▸ Set task
Render the lines below as a JSON array of strings, one string per line, and leave out any blank lines.

▸ Data to process
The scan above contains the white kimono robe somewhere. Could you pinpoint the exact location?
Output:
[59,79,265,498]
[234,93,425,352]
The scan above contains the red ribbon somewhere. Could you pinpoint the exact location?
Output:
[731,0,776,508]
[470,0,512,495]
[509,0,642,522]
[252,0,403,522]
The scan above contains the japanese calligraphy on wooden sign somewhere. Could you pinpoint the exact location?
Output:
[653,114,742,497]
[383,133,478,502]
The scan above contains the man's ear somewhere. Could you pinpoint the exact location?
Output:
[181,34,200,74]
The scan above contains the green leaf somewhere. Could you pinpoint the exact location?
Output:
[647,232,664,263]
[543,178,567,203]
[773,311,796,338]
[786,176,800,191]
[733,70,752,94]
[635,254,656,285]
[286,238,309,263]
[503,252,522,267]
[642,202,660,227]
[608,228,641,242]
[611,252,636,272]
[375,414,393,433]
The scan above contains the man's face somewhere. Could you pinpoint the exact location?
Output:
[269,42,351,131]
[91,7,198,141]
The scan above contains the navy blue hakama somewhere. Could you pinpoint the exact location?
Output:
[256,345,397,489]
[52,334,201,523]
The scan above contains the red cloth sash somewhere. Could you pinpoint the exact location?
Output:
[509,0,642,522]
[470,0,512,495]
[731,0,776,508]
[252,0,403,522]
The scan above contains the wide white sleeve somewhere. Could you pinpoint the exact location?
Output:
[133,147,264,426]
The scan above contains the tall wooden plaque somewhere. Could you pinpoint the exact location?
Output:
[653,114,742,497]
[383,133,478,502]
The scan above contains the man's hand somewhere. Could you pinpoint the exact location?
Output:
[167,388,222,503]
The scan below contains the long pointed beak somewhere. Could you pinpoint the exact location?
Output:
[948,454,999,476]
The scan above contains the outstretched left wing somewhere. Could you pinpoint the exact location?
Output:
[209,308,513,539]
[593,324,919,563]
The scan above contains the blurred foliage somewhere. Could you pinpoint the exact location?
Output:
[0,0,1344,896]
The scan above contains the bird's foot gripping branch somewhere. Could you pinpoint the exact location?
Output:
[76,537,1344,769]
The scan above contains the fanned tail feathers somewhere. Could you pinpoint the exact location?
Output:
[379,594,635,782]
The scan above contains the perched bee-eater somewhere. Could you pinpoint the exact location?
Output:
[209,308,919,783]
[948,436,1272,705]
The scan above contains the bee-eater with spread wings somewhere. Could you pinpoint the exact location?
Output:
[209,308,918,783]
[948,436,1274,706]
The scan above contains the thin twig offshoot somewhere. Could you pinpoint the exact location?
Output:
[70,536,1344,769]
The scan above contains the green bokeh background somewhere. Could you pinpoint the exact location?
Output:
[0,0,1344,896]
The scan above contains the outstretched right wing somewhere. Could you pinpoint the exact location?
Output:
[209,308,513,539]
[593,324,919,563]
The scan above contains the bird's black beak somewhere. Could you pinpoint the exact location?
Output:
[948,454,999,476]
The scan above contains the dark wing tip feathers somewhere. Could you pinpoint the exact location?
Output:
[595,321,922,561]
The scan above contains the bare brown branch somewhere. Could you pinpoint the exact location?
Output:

▸ Finished exercise
[
  "The scan above contains the white kimono robe somewhere. Could you pinpoint the exact location?",
  "Output:",
  "[59,79,265,498]",
  "[234,93,425,352]",
  "The scan above contains the red ribbon somewhere. Could you pinpoint the exact location?",
  "Output:",
  "[731,0,776,508]",
  "[470,0,512,495]",
  "[509,0,642,522]",
  "[252,0,403,522]",
  "The scan above contains the japanese calligraphy on wooden sign somewhere. Could you pinpoint the exact location?",
  "Output:",
  "[653,114,742,497]",
  "[383,133,478,502]",
  "The scan above contains the man's ear somewhere. Could you pinpoint the exact location?",
  "Output:",
  "[181,34,200,74]",
  "The scan above contains the green leaf somewhere. Could you pinpoint the exact location?",
  "Output:",
  "[647,232,664,263]",
  "[543,178,567,203]",
  "[773,311,796,338]",
  "[786,176,800,191]",
  "[733,70,752,94]",
  "[635,254,656,285]",
  "[286,238,309,263]",
  "[503,252,522,267]",
  "[642,202,660,227]",
  "[608,228,641,242]",
  "[611,252,636,272]",
  "[375,414,393,433]",
  "The scan above contains the man's face somewhere. Could you pinpoint the exact location?",
  "Output:",
  "[269,42,351,131]",
  "[91,7,198,141]",
  "The scan above contains the navy blue hakama somewhere. Could you pinpoint the exact location?",
  "Output:",
  "[256,345,397,489]",
  "[52,334,201,523]",
  "The scan above contains the red cloth sash somewhere. Could you pinpoint the exact location?",
  "Output:",
  "[509,0,642,522]",
  "[470,0,512,495]",
  "[731,0,776,508]",
  "[252,0,403,522]",
  "The scan above contains the wide white sleeve somewhere. Could you pinpoint the exact location?",
  "Output:",
  "[133,147,264,426]",
  "The scan above contains the tall wooden plaque somewhere. Could you pinpoint the exact location?",
  "Output:",
  "[653,114,742,497]",
  "[383,133,478,502]",
  "The scan above contains the man's hand somewhere. Could you pinpoint the exact location?",
  "Output:",
  "[167,388,222,503]",
  "The scan below contains the long pointed beak somewhere. Could you pinpoint the exact location?",
  "Output:",
  "[948,454,999,476]",
  "The scan above contains the outstretched left wing somewhere. Could you pinpoint the exact location?",
  "Output:",
  "[209,308,513,539]",
  "[593,324,919,563]",
  "The scan above contains the blurred foliage somewhere. Could you pinpoint the exact location?",
  "Output:",
  "[0,0,1344,896]",
  "The scan above contains the bird's foot gripping branch somewhere. Could you pinpoint the exact location?",
  "Output:",
  "[76,537,1344,769]",
  "The scan above contains the fanned tail feathers somewhere. Could you pinpoint the exact location?",
  "Output:",
  "[379,594,635,782]",
  "The scan above contains the perched bee-eater somewhere. Could you pinpoint the exact location?",
  "Output:",
  "[209,308,919,783]",
  "[948,436,1272,705]",
  "The scan above contains the bee-eater with spread wings somewhere. Could you pinpoint the exact location?",
  "Output:",
  "[209,308,918,783]",
  "[948,436,1274,706]",
  "The scan above contains the thin twig offshoot somewhere. Could you pinpoint the exact location?",
  "Output:",
  "[70,536,1344,769]",
  "The scan above contains the green bokeh background somewhere. Could you pinpoint the exact location?",
  "Output:",
  "[0,0,1344,896]",
  "The scan above contains the outstretched right wing somewhere. Could you pinpoint the exact location?",
  "Output:",
  "[209,308,513,539]",
  "[593,324,919,563]",
  "The scan above contains the bird's black beak somewhere. Could you pinpoint the exact location?",
  "Output:",
  "[948,454,999,476]",
  "The scan above contains the dark wing tip feathers somewhere. Could you pinpoint the exact location?",
  "Output:",
  "[595,321,922,561]",
  "The scan above contains the bare brown branch somewhere. Could you pinpoint the exact location?",
  "Output:"
]